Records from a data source
——

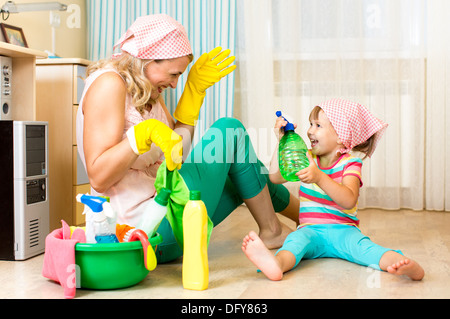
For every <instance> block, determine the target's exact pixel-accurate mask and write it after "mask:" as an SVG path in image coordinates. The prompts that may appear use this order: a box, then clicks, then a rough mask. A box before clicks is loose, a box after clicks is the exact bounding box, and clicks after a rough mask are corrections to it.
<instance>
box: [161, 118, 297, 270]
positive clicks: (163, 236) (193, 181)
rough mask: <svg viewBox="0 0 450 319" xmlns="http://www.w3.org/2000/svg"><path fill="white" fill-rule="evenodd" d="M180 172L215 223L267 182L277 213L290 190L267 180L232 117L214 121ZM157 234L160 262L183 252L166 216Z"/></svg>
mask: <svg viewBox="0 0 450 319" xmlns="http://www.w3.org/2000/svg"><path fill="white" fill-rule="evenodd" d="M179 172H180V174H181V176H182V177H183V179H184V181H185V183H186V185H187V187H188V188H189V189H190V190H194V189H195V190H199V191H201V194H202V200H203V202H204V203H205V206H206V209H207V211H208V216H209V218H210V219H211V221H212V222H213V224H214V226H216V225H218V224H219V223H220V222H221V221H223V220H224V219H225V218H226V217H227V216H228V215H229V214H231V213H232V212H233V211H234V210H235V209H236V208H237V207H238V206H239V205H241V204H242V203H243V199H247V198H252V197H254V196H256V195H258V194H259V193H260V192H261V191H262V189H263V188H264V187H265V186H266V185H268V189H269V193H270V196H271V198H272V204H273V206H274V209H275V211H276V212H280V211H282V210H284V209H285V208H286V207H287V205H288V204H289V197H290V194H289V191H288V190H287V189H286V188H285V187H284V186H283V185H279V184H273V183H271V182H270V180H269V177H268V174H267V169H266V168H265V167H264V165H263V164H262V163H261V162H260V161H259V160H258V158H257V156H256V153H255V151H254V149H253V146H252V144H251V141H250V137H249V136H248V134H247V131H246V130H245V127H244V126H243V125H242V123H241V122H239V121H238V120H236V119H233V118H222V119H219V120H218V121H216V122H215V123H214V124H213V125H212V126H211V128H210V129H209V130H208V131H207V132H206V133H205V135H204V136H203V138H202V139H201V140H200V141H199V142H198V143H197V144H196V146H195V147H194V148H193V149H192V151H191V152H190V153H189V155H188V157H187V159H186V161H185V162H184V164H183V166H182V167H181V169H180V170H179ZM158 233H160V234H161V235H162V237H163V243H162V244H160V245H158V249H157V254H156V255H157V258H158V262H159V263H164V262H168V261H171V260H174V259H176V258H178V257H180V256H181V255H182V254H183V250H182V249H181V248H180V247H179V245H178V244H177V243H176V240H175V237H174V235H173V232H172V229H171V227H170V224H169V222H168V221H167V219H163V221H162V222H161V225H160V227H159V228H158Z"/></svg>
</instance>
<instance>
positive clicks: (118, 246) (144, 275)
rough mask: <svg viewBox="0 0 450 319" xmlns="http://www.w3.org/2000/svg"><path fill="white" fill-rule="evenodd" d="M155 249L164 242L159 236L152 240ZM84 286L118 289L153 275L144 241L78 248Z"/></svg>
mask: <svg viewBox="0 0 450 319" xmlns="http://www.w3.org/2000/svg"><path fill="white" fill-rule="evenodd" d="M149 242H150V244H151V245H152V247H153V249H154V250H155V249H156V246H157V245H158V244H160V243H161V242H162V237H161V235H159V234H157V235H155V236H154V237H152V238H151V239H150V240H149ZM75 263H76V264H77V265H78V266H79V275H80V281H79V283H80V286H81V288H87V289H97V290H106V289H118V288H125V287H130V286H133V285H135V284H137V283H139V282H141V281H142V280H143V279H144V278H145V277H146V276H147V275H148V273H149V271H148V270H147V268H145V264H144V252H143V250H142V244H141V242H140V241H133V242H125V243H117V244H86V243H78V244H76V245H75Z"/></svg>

——

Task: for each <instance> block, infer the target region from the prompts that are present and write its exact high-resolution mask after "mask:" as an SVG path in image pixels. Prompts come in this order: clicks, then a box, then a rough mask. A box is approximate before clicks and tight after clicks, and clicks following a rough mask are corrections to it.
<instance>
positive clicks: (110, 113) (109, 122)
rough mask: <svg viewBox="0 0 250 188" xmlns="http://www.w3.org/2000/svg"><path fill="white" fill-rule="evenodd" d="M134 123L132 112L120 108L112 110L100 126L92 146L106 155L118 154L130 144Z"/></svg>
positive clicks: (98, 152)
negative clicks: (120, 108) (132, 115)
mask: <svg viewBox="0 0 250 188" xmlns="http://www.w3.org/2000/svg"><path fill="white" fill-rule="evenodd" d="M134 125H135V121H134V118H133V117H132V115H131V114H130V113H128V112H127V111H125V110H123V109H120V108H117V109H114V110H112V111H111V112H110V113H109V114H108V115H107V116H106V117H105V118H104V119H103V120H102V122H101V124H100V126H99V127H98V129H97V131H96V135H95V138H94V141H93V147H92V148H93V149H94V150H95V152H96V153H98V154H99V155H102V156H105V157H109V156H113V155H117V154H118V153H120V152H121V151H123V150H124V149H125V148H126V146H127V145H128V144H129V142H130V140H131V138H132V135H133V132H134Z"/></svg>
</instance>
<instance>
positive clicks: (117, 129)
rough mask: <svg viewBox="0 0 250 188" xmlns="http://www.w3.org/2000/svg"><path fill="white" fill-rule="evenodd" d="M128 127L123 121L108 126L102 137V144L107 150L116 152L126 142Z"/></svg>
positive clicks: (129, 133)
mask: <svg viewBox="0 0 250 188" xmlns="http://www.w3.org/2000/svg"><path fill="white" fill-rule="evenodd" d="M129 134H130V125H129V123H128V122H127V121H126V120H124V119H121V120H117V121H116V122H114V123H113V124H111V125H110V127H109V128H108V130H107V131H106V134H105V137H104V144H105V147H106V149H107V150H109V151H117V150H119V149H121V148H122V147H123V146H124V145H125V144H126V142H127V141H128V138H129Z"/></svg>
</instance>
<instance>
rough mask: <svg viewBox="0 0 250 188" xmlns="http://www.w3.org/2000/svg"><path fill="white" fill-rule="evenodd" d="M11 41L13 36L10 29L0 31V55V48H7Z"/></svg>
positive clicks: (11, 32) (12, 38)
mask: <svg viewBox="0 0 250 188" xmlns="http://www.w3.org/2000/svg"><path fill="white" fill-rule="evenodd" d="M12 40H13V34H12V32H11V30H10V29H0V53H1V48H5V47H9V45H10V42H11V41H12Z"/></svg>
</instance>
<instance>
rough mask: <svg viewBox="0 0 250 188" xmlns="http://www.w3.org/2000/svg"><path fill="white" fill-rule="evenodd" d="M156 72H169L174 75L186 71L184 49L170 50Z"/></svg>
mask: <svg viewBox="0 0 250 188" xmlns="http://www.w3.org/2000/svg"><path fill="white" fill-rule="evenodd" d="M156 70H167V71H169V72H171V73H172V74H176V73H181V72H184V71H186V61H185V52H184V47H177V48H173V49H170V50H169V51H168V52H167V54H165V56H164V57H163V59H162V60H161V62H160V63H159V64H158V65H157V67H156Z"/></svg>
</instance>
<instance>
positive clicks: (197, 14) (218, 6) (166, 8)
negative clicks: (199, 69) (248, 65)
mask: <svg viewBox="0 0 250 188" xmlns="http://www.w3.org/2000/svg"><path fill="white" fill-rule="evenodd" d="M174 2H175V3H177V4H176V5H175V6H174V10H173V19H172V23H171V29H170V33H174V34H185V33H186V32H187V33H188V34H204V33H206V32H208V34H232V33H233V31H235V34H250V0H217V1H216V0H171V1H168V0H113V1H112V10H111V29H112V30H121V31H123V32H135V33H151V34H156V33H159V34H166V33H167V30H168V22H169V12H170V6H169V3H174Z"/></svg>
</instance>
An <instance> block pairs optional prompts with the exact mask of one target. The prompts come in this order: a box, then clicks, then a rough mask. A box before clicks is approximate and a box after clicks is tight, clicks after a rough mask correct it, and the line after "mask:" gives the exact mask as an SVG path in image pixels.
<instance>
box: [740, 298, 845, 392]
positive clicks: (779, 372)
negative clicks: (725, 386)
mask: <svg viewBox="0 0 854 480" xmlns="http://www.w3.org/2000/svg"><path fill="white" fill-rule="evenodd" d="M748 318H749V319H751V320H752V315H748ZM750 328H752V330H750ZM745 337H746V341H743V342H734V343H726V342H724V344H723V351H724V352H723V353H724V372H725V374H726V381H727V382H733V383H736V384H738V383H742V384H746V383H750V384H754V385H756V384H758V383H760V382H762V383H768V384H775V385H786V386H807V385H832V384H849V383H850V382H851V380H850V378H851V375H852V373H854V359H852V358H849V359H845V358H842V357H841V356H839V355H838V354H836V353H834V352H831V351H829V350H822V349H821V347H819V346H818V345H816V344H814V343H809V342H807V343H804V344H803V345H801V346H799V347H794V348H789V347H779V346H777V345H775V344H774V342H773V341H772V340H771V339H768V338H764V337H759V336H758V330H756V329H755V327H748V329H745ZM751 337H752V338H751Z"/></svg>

——

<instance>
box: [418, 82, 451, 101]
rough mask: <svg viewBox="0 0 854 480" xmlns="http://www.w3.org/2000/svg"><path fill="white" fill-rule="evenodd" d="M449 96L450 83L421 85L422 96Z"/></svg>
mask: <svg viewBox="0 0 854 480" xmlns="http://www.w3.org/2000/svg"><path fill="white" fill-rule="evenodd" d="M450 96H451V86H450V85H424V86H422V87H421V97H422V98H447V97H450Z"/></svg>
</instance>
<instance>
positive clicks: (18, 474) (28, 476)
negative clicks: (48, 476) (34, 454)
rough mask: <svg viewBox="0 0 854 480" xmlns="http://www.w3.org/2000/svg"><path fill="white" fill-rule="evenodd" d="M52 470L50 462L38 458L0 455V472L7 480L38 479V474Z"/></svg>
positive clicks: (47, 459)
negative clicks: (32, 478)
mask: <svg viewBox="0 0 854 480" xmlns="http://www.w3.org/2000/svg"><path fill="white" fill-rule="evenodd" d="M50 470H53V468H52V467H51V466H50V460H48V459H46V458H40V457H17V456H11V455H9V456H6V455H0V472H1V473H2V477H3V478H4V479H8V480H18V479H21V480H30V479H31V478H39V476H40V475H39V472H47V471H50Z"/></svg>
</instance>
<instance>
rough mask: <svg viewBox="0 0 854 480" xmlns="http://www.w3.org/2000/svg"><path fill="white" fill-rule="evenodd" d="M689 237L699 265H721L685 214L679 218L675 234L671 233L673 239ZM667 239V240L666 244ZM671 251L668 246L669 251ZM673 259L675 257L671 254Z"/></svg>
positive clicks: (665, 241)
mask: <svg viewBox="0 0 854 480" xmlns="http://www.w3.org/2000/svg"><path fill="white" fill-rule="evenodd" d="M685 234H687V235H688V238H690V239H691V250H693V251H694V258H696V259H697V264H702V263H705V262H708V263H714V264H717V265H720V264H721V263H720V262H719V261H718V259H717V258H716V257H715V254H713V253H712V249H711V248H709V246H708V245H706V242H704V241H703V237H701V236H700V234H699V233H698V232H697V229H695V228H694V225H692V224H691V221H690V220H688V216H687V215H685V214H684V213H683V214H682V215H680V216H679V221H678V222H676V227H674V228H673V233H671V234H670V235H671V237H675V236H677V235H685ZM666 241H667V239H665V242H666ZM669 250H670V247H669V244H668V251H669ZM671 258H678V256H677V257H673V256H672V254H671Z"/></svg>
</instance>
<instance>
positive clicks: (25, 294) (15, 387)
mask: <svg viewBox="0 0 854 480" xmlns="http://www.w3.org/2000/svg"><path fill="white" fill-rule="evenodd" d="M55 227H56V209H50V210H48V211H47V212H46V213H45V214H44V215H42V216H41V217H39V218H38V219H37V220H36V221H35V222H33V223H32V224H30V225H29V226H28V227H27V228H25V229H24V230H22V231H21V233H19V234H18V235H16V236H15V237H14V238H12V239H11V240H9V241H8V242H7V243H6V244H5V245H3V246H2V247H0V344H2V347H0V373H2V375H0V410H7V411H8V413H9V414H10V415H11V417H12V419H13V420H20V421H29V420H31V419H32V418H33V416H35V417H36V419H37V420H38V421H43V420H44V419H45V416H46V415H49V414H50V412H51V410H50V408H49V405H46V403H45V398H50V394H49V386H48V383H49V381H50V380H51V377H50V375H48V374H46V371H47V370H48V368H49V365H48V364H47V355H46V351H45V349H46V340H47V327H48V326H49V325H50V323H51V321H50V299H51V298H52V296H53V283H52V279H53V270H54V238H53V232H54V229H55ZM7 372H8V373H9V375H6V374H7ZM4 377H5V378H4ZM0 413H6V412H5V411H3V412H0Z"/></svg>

——

• YOUR TASK
The reply should consist solely of the lines above from the one that has "For every <instance>" through the one that has "positive clicks: (163, 236) (193, 181)", reproduced exactly.

• ANSWER TO THIS PROBLEM
For every <instance> block, determine the target's exact pixel-accurate mask and write it after "mask:" as an SVG path in image coordinates. The prompts that may appear use this order: a box, then clicks, then a rough mask. A box before clicks is loose, a box after clicks is the exact bounding box, and clicks after a rough mask are corrections to it.
<instance>
box: [161, 118, 297, 270]
positive clicks: (163, 236) (193, 181)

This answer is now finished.